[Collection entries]
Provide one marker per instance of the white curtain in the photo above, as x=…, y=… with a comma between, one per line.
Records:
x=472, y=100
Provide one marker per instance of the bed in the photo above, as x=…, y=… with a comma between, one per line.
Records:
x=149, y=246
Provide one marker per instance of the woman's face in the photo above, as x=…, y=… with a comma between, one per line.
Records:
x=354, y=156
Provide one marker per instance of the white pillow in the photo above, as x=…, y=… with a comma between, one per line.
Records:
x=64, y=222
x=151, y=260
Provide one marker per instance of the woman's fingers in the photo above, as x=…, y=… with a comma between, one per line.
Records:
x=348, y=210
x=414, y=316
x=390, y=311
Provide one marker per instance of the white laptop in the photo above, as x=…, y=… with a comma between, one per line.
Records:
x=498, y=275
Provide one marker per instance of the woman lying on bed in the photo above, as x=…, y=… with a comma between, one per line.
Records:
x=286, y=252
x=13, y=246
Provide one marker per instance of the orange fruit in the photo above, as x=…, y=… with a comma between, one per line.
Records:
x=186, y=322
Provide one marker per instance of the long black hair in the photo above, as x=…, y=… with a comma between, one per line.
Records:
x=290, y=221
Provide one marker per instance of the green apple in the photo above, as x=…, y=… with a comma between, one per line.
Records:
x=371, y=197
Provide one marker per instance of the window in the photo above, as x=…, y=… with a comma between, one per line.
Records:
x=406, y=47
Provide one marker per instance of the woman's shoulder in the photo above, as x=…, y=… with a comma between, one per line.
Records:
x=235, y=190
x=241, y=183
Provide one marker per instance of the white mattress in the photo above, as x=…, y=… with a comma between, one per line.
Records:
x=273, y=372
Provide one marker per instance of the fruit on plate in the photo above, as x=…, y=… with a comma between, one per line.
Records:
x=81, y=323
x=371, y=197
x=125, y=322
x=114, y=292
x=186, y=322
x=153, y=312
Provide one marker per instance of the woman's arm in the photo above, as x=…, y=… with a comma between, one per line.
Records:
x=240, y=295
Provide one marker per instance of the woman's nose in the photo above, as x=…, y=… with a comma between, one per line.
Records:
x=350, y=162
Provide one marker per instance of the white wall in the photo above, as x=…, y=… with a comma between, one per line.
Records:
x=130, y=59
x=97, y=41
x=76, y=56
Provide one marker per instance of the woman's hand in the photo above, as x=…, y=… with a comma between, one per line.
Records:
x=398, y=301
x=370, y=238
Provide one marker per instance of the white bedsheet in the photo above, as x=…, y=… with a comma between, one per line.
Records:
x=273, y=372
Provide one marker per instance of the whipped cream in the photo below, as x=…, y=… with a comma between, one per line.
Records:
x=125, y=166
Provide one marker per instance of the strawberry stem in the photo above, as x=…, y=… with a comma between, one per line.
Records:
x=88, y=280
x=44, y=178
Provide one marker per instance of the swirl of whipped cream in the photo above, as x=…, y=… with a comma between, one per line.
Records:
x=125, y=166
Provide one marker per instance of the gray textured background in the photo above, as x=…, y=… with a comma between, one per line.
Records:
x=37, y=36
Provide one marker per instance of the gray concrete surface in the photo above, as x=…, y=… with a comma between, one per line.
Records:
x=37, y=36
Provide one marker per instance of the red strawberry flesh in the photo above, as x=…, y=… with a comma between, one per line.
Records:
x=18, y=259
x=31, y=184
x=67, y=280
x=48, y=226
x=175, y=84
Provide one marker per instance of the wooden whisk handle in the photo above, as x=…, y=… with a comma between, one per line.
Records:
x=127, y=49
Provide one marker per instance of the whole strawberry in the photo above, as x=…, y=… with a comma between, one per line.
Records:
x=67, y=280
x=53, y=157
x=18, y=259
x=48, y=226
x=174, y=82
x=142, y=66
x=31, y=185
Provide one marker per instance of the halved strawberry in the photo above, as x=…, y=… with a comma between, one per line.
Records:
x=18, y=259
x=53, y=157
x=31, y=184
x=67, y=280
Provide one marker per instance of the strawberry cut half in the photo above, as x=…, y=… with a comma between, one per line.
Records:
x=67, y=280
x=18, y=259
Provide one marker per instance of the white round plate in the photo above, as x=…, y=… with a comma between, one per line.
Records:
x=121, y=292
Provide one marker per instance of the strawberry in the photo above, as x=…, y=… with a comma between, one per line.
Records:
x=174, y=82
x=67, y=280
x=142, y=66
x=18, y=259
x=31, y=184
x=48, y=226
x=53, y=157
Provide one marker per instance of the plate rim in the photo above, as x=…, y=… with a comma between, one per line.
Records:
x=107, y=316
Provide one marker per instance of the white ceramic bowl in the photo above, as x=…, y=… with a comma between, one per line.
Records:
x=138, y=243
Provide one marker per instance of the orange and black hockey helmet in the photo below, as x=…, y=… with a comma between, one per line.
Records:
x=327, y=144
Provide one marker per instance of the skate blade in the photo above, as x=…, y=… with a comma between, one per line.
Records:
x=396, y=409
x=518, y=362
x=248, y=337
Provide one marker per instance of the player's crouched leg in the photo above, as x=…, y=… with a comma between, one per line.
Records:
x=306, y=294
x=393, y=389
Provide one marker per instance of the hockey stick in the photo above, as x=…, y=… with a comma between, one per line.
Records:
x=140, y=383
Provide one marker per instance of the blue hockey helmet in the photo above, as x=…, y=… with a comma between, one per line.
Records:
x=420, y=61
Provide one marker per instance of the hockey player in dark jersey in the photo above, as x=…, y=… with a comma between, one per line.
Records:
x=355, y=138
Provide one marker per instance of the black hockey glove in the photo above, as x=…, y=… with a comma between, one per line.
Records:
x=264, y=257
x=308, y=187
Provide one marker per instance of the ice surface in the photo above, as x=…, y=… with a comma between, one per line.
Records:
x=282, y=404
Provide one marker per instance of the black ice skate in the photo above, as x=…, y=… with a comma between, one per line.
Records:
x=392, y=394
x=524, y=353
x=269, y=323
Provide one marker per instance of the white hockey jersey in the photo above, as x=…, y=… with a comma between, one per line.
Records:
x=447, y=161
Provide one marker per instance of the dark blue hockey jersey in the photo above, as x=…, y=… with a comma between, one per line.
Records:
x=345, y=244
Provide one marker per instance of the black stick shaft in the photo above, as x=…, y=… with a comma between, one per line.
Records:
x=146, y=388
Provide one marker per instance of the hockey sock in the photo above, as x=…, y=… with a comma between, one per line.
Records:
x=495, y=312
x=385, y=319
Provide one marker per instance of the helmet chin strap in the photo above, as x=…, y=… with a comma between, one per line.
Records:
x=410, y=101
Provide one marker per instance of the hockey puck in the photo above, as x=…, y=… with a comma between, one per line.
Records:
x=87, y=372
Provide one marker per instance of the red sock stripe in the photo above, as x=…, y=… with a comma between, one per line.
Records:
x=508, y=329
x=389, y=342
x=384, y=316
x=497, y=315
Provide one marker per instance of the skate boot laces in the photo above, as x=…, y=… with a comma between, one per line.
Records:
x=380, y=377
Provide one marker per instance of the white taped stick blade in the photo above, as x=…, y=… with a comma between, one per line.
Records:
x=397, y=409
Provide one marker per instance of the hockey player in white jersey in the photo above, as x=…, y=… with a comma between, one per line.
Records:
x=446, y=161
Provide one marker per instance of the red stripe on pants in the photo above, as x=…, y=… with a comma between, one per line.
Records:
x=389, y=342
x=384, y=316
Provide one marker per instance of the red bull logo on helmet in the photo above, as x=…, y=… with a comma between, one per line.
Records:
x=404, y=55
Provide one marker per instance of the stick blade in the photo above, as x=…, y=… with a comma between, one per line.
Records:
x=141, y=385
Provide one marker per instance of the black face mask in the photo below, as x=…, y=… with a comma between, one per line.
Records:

The request: Please restate all of the items above word for word, leaving out nothing and changing nothing.

Reply:
Provide one marker per instance of the white curtain in the photo above, as x=…, y=… with a comma between, one per line.
Records:
x=472, y=100
Provide one marker per instance of the bed in the photo above, as x=…, y=… with a comma between, one per line.
Records:
x=149, y=246
Provide one marker per instance of the woman's face in the photo above, as x=…, y=… with a comma between, one per line.
Records:
x=354, y=156
Provide one marker per instance of the white pillow in the photo above, as x=…, y=… with a comma between, one per line.
Records:
x=64, y=222
x=151, y=260
Provide one marker per instance of the woman's fingers in the photo above, as x=…, y=… with a comma between, one per line.
Records:
x=348, y=210
x=414, y=316
x=390, y=311
Provide one marker per instance of the white laptop in the photo above, as x=…, y=… with a comma between, one per line.
Records:
x=498, y=275
Provide one marker per instance of the woman lying on bed in the photo above, as x=…, y=… with a comma between, one per line.
Records:
x=286, y=252
x=13, y=246
Provide one marker per instance of the orange fruit in the photo above, as x=…, y=… with a comma between, one per line.
Records:
x=186, y=322
Provide one marker per instance of the long black hair in the photo above, as x=…, y=… with a comma between, one per line.
Records:
x=290, y=221
Provide one marker per instance of the green apple in the photo above, as x=…, y=… with a comma between, one per line.
Records:
x=371, y=197
Provide one marker per instance of the window in the photo above, as x=…, y=… with a comma between, one per line.
Records:
x=406, y=47
Provide one marker per instance of the woman's shoulder in the photo above, as x=…, y=… with a comma between, one per line.
Records:
x=235, y=190
x=241, y=183
Provide one marker per instance of the white mattress in the photo above, as x=…, y=… with a comma between, one per line.
Records:
x=273, y=372
Provide one marker per instance of the fruit on plate in the photo above, as x=…, y=… with a comma between, one per line.
Records:
x=81, y=323
x=371, y=197
x=125, y=322
x=114, y=292
x=186, y=322
x=153, y=312
Provide one marker per instance of the woman's arm in the photo above, as x=…, y=… with a comma between, one per line.
Records:
x=240, y=295
Provide one marker per instance of the woman's nose in the photo above, as x=…, y=… with a comma between, one per line.
Records:
x=350, y=162
Provide one marker per instance of the white wall in the photo above, as x=…, y=… with a comma between, one per line.
Records:
x=130, y=59
x=97, y=41
x=76, y=56
Provide one marker per instance of the woman's hand in the photo above, as x=…, y=… with a comma between, one per line.
Records:
x=398, y=301
x=370, y=238
Provide one marker per instance of the white bedsheet in the photo above, as x=…, y=… with a comma between, one per line.
Records:
x=273, y=372
Provide one marker per instance of the whipped cream in the photo below, as x=…, y=… with a comma between, one per line.
Records:
x=125, y=166
Provide one marker per instance of the strawberry stem in the photo above, as x=…, y=… with a comma between, one per line.
Records:
x=88, y=280
x=44, y=178
Provide one marker per instance of the swirl of whipped cream in the photo above, as x=…, y=… with a comma between, one per line.
Records:
x=125, y=166
Provide one marker per instance of the gray textured background in the photo above, as x=…, y=… with a comma between, one per line.
Records:
x=37, y=36
Provide one marker per instance of the gray concrete surface in the photo above, as x=…, y=… with a comma between, one per line.
Records:
x=37, y=36
Provide one marker per instance of the red strawberry flesh in the photo above, as x=…, y=… with a comma between, one per line.
Records:
x=18, y=259
x=31, y=184
x=67, y=280
x=48, y=226
x=175, y=84
Provide one marker per instance of the wooden whisk handle in the photo above, as x=…, y=… with a comma between, one per line.
Records:
x=127, y=49
Provide one marker per instance of the whole strawberry in the photo above, as x=…, y=… with a comma between, one per line.
Records:
x=67, y=280
x=53, y=157
x=18, y=259
x=48, y=226
x=174, y=82
x=142, y=66
x=31, y=185
Provide one marker per instance of the halved strawberry in the photo above, as x=…, y=… with a comma between, one per line.
Records:
x=18, y=259
x=53, y=157
x=31, y=184
x=67, y=280
Provide one marker per instance of the strawberry cut half in the photo above, as x=…, y=… with a comma between, one per line.
Records:
x=67, y=280
x=18, y=259
Provide one marker per instance of the white round plate in the photo above, as x=…, y=… with a comma between, one per line.
Records:
x=121, y=292
Provide one marker per instance of the strawberry in the photo above, as x=…, y=… with a comma between, one per line.
Records:
x=174, y=82
x=67, y=280
x=142, y=66
x=18, y=259
x=31, y=184
x=48, y=226
x=53, y=157
Provide one marker per instance of the plate rim in the photo above, as x=…, y=… with a comma between, one per line.
Records:
x=107, y=316
Provide one marker per instance of the white ceramic bowl in the photo above, as x=…, y=… with a comma between, one per line.
Records:
x=138, y=243
Provide one marker per instance of the orange and black hockey helmet in the photo below, as x=…, y=… with a comma between, one per line.
Records:
x=327, y=144
Provide one marker per instance of the skate blade in the photo above, as x=…, y=… with a comma between, one per line.
Records:
x=396, y=409
x=518, y=362
x=248, y=337
Provide one marker per instance of the player's crouched leg in the photo above, as x=…, y=… with a comma between, one per line.
Records:
x=306, y=294
x=393, y=389
Provide one marker per instance of the hockey stick in the photo above, as x=…, y=… with a comma between, one per line.
Records:
x=140, y=383
Provide one marker per instance of the blue hockey helmet in the photo above, as x=…, y=… with a comma between, one per line.
Records:
x=420, y=61
Provide one marker per instance of the hockey player in dark jersey in the photo above, as x=…, y=… with a comma between, one per line.
Records:
x=355, y=138
Provide one marker per instance of the black hockey glove in the photo above, as x=…, y=… with a comma between, one per line.
Records:
x=264, y=257
x=308, y=187
Provide one marker per instance of the ice surface in the photo above, as x=…, y=… with a comma between, one per line.
Records:
x=282, y=404
Provide one marker per instance of the black ice skate in the photo above, as x=…, y=… with a comma between, one per line.
Records:
x=392, y=394
x=524, y=353
x=269, y=323
Provide one marker per instance of the white hockey jersey in the photo above, as x=…, y=… with a comma between, one per line.
Records:
x=447, y=161
Provide one marker per instance of the dark blue hockey jersey in the photo above, as x=…, y=… with a comma between, one per line.
Records:
x=345, y=244
Provide one marker per instance of the black stick shaft in the photo above, as x=…, y=… with a comma between, one per line.
Records:
x=146, y=388
Provide one marker per instance of the hockey sock in the photo above, as x=…, y=… with a comma between, one per line.
Records:
x=495, y=312
x=385, y=319
Provide one marker per instance of the helmet chin strap in the photo above, as x=…, y=… with a comma between, one per line.
Records:
x=410, y=101
Provide one marker per instance of the hockey puck in the photo above, as x=…, y=… with a comma between, one per line.
Records:
x=87, y=372
Provide one marker per instance of the red sock stripe in the photo above, as x=…, y=… with a comma between, one per line.
Records:
x=508, y=329
x=389, y=342
x=384, y=316
x=497, y=315
Provide one marker per instance of the skate boot laces in the photo above, as x=…, y=… with a comma between, one per line.
Records:
x=380, y=377
Provide one marker per instance of the white taped stick blade in the photo above, as x=…, y=… with a comma between, one per line.
Records:
x=397, y=409
Provide one marker per instance of the hockey player in white jersey in the photo above, as x=…, y=… with a comma between, one per line.
Records:
x=446, y=161
Provide one marker per instance of the red stripe on pants in the photo above, as x=…, y=… with a comma between, one per line.
Records:
x=389, y=342
x=384, y=316
Provide one marker per instance of the red bull logo on helmet in the photo above, as x=…, y=… with a comma between, one per line.
Records:
x=404, y=55
Provide one marker per instance of the stick blade in the photo above, as x=…, y=… with a comma between, one per line.
Records:
x=141, y=385
Provide one marker per instance of the black face mask in the photo below, as x=…, y=… with a comma between, one per line.
Records:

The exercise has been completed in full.